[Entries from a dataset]
★ ★ ★ ★ ★

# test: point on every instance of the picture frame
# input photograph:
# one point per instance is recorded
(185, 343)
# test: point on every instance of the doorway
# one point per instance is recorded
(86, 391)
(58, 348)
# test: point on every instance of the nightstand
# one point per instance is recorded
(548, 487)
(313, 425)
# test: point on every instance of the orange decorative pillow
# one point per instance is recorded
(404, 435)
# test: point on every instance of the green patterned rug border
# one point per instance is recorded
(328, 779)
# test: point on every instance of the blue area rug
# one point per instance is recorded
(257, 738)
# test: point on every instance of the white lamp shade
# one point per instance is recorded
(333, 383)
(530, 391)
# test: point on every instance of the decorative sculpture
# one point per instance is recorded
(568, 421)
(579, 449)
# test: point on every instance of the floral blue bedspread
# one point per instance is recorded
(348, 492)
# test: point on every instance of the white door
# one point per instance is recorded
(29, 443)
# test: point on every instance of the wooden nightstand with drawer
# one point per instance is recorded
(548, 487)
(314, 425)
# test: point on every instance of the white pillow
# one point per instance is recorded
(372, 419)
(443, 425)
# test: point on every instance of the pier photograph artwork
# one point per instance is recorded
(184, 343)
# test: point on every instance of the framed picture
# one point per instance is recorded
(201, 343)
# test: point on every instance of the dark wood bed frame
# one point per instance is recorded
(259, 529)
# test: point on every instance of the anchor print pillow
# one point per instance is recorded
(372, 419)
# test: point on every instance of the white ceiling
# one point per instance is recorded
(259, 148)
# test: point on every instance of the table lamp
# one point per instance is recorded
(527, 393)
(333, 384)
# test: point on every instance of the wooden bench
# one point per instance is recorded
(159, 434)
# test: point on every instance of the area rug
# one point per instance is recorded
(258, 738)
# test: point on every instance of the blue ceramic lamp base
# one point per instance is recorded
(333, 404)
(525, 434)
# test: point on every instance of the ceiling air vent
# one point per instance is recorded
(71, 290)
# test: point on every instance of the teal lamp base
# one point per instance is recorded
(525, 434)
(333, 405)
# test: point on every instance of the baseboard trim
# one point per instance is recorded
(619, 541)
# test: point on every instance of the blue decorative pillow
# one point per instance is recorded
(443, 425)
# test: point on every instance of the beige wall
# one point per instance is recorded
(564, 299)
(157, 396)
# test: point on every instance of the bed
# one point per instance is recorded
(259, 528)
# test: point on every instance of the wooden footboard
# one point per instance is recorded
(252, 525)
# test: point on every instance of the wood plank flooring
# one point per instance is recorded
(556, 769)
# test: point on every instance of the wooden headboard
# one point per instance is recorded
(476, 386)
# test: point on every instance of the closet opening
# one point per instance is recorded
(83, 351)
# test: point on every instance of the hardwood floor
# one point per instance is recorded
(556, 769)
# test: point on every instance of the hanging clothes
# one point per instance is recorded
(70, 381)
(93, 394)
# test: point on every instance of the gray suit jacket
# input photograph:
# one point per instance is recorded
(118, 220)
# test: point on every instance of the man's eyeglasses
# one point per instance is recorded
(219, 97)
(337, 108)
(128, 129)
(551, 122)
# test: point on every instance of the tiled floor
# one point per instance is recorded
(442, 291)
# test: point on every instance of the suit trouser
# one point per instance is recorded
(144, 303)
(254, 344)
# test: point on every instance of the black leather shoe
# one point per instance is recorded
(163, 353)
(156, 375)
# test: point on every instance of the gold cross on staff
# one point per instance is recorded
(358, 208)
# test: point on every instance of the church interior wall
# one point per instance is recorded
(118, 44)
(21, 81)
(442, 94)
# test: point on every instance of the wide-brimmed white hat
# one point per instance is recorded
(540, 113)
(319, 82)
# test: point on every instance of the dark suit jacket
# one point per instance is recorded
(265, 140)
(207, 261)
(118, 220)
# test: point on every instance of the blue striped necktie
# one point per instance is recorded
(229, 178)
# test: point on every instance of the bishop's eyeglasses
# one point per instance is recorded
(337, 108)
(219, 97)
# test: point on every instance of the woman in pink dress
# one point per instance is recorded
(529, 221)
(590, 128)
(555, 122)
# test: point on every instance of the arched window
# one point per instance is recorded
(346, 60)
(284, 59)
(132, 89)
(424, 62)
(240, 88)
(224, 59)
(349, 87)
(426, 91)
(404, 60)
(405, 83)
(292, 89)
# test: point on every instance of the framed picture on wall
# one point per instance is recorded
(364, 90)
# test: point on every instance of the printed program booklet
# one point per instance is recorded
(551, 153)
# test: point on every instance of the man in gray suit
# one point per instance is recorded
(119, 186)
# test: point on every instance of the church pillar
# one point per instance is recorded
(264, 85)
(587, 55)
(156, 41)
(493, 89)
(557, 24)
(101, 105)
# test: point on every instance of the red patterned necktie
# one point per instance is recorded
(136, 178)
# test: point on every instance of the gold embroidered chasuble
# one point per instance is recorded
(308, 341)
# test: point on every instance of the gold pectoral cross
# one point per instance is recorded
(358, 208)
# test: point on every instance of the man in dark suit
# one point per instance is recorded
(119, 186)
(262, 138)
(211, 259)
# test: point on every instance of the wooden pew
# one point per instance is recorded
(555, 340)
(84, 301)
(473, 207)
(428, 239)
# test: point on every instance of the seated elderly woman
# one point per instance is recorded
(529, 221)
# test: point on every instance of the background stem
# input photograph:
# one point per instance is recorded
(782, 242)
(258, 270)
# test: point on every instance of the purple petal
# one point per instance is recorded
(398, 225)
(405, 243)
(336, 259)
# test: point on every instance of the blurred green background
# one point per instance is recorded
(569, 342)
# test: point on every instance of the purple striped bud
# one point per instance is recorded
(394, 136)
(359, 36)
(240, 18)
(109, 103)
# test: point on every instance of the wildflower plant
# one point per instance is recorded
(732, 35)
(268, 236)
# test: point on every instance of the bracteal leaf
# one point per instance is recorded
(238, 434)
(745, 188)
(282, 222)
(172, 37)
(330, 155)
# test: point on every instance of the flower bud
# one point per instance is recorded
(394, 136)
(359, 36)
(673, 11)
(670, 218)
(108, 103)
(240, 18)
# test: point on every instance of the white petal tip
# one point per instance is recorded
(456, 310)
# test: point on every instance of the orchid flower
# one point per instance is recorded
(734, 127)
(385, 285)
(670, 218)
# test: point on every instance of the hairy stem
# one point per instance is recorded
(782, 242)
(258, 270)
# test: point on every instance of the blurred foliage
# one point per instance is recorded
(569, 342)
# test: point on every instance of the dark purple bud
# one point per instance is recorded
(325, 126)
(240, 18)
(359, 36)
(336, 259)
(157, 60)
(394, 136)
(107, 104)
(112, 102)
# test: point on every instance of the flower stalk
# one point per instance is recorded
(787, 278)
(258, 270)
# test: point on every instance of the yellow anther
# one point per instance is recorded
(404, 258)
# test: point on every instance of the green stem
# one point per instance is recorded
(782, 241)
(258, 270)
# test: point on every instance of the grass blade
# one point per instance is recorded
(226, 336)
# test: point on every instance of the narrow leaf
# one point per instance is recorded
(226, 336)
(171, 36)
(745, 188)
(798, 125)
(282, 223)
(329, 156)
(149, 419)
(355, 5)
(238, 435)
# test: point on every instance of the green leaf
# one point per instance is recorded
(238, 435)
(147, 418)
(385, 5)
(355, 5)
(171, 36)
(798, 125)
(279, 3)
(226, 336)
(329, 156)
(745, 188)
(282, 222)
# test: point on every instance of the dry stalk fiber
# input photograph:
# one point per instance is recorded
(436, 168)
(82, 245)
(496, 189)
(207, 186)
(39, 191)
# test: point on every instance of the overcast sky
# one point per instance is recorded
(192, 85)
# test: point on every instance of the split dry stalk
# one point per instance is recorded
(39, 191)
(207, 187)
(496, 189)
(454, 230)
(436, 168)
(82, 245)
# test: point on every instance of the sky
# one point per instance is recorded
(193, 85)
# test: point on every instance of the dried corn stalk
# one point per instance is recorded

★ ★ ★ ★ ★

• **Do this**
Edit the lines above so that every "instance" becomes "occurrence", leaving everything else the same.

• **Result of this exercise**
# test: point on every occurrence of the picture frame
# input photograph:
# one point per occurrence is recorded
(185, 343)
# test: point on every occurrence of the doorway
# one point per occurrence is recorded
(86, 391)
(58, 348)
# test: point on every occurrence of the nightstand
# one point per occurrence is recorded
(548, 487)
(313, 425)
# test: point on every occurrence of the orange decorative pillow
# one point per occurrence is recorded
(404, 435)
# test: point on every occurrence of the green patterned rug border
# one point per occurrence is recorded
(328, 779)
# test: point on every occurrence of the blue area rug
# one point per occurrence is recorded
(257, 738)
# test: point on every occurrence of the white lamp shade
# one point per occurrence is recorded
(333, 383)
(530, 391)
# test: point on every occurrence of the decorative sculpture
# one point per occurrence is recorded
(568, 421)
(579, 449)
# test: point on every occurrence of the floral blue bedspread
# one point per occurrence is recorded
(348, 492)
# test: point on every occurrence of the white door
# one point per occurrence is recorded
(29, 443)
# test: point on every occurrence of the wooden nightstand with drawer
# one point per occurrence is recorded
(548, 487)
(314, 425)
# test: point on every occurrence of the white pillow
# one point per occurrence is recorded
(372, 419)
(443, 425)
# test: point on every occurrence of the pier photograph artwork
# one point per occurrence is recorded
(184, 343)
# test: point on every occurrence of the framed picture
# one point per occurrence is recorded
(201, 343)
# test: point on every occurrence of the dark wood bed frame
# one point per occurrence is recorded
(259, 529)
# test: point on every occurrence of the anchor print pillow
# one point per occurrence is recorded
(372, 419)
# test: point on every occurrence of the white ceiling
# one point per occurrence is recorded
(259, 148)
# test: point on every occurrence of the table lamp
# one point per occurrence is recorded
(527, 393)
(333, 384)
# test: point on every occurrence of the wooden bench
# one point per occurrence is recorded
(159, 434)
# test: point on every occurrence of the area rug
# one point per occurrence is recorded
(258, 738)
# test: point on every occurrence of the blue ceramic lamp base
# one point per occurrence is recorded
(333, 404)
(525, 434)
# test: point on every occurrence of the ceiling air vent
# one point per occurrence is recorded
(71, 290)
# test: point on every occurrence of the teal lamp base
# one point per occurrence is recorded
(525, 434)
(333, 405)
# test: point on every occurrence of the baseboard trim
# one point per occurrence is recorded
(619, 541)
# test: point on every occurrence of the blue decorative pillow
# one point per occurrence is recorded
(443, 425)
# test: point on every occurrence of the beige wall
# one point per occurrence is recorded
(564, 299)
(157, 396)
# test: point on every occurrence of the bed
# one point per occurrence is recorded
(259, 528)
# test: point on every occurrence of the wooden footboard
# one point per occurrence is recorded
(252, 525)
# test: point on every occurrence of the wood plank flooring
# one point per occurrence is recorded
(556, 769)
# test: point on every occurrence of the wooden headboard
# one point per occurrence is recorded
(476, 386)
# test: point on every occurrence of the closet opening
# one point per occurrence is recorded
(83, 351)
# test: point on every occurrence of the hardwood floor
# one point per occurrence is recorded
(556, 769)
# test: point on every occurrence of the hanging clothes
# one point per occurrence is recorded
(70, 381)
(93, 394)
# test: point on every occurrence of the gray suit jacket
# input photograph:
# one point per occurrence is recorded
(118, 220)
# test: point on every occurrence of the man's eyeglasses
# one point per occurrence is recorded
(219, 97)
(337, 108)
(128, 129)
(551, 122)
# test: point on every occurrence of the tiled floor
# one point per occurrence is recorded
(442, 291)
# test: point on every occurrence of the suit trouser
# one point per occurrence is recorded
(144, 303)
(254, 344)
# test: point on every occurrence of the black leather shoe
# one point per occurrence is recorded
(163, 353)
(156, 375)
# test: point on every occurrence of the gold cross on staff
# one point per occurrence is recorded
(358, 208)
# test: point on every occurrence of the church interior wall
# one point per occurrence is recorded
(118, 44)
(21, 81)
(442, 94)
# test: point on every occurrence of the wide-brimmed white hat
# one point per occurrence is recorded
(540, 113)
(319, 82)
# test: point on every occurrence of the dark suit jacket
# one point per occurrence is recorded
(265, 140)
(207, 261)
(118, 220)
# test: point on every occurrence of the blue striped necktie
# one point per occurrence is recorded
(229, 178)
# test: point on every occurrence of the bishop's eyeglasses
# one point per occurrence is recorded
(337, 108)
(219, 97)
# test: point on every occurrence of the woman in pink dress
# one point per occurrence is recorded
(529, 221)
(590, 128)
(555, 122)
# test: point on every occurrence of the arched window
# one point per occurrence is recorded
(346, 60)
(284, 59)
(132, 89)
(424, 62)
(240, 88)
(224, 59)
(349, 87)
(426, 91)
(404, 60)
(405, 83)
(292, 89)
# test: point on every occurrence of the framed picture on wall
# one point per occurrence is recorded
(364, 90)
# test: point on every occurrence of the printed program booklet
# one point per occurrence is recorded
(551, 153)
# test: point on every occurrence of the man in gray suit
# one point per occurrence is recorded
(119, 186)
# test: point on every occurrence of the church pillar
# one point per occurrence is recorded
(264, 85)
(587, 55)
(156, 41)
(493, 89)
(557, 24)
(101, 105)
# test: point on every occurrence of the red patterned necktie
# one point per occurrence is recorded
(136, 178)
# test: point on every occurrence of the gold embroidered chasuble
# one point per occurrence is recorded
(308, 341)
# test: point on every occurrence of the gold pectoral cross
# one point per occurrence is recorded
(358, 208)
# test: point on every occurrence of the man in dark suit
# one point per occurrence is recorded
(119, 186)
(262, 138)
(211, 259)
# test: point on every occurrence of the wooden pew
# one point per occurrence is recorded
(555, 340)
(84, 301)
(473, 207)
(428, 239)
# test: point on every occurrence of the seated elderly woman
# one point per occurrence is recorded
(529, 221)
# test: point on every occurrence of the background stem
# input photograph:
# one point per occurrence is recorded
(782, 242)
(258, 270)
# test: point on every occurrence of the purple petal
# one point per occurrence is recorded
(398, 225)
(405, 243)
(336, 259)
# test: point on every occurrence of the blurred green background
# one point per occurrence is recorded
(569, 342)
# test: point on every occurrence of the purple striped bud
# one point per occurrence is recorded
(394, 136)
(359, 36)
(240, 18)
(109, 103)
# test: point on every occurrence of the wildflower plant
# one point per occurrence is recorded
(732, 35)
(268, 236)
# test: point on every occurrence of the bracteal leaf
# one point per occurrence is recorded
(238, 434)
(745, 188)
(282, 222)
(172, 37)
(330, 155)
# test: point on every occurrence of the flower bud
# one point per occurrence is recorded
(394, 136)
(359, 36)
(673, 11)
(670, 218)
(108, 103)
(240, 18)
# test: point on every occurrence of the white petal tip
# one point per occurrence is recorded
(456, 310)
# test: point on every occurrence of the orchid flower
# one point per occurrence is recorded
(734, 127)
(385, 285)
(670, 218)
# test: point on every occurrence of the hairy stem
# one point per occurrence is recorded
(782, 242)
(258, 270)
# test: point on every occurrence of the blurred foliage
# one point per occurrence is recorded
(569, 342)
# test: point on every occurrence of the dark purple bud
# one point per occurrence is recorded
(325, 126)
(240, 18)
(359, 36)
(336, 259)
(157, 60)
(394, 136)
(107, 104)
(112, 102)
# test: point on every occurrence of the flower stalk
# one point per occurrence is recorded
(787, 278)
(258, 270)
# test: point on every occurrence of the yellow anther
# one point per occurrence is recorded
(404, 258)
# test: point on every occurrence of the green stem
# one point per occurrence is recorded
(782, 241)
(258, 270)
# test: point on every occurrence of the grass blade
# one point per occurrence is recorded
(226, 336)
# test: point on every occurrence of the narrow leaf
# one point per occurrence is recorded
(226, 336)
(171, 36)
(745, 188)
(798, 125)
(282, 223)
(329, 156)
(149, 419)
(355, 5)
(238, 435)
# test: point on every occurrence of the green leaf
# one point per occurrence is recorded
(238, 435)
(147, 418)
(385, 5)
(355, 5)
(171, 36)
(798, 125)
(279, 3)
(226, 336)
(329, 156)
(745, 188)
(282, 222)
# test: point on every occurrence of the dry stalk fiber
# input photograph:
# one point per occurrence is recorded
(436, 168)
(82, 245)
(496, 189)
(207, 186)
(39, 191)
# test: point on every occurrence of the overcast sky
# one point per occurrence is recorded
(192, 85)
# test: point on every occurrence of the split dry stalk
# one point per occurrence is recorded
(39, 191)
(207, 187)
(496, 189)
(454, 230)
(436, 168)
(82, 245)
# test: point on every occurrence of the sky
# one point per occurrence is recorded
(193, 85)
# test: point on every occurrence of the dried corn stalk
# one point per occurrence is recorded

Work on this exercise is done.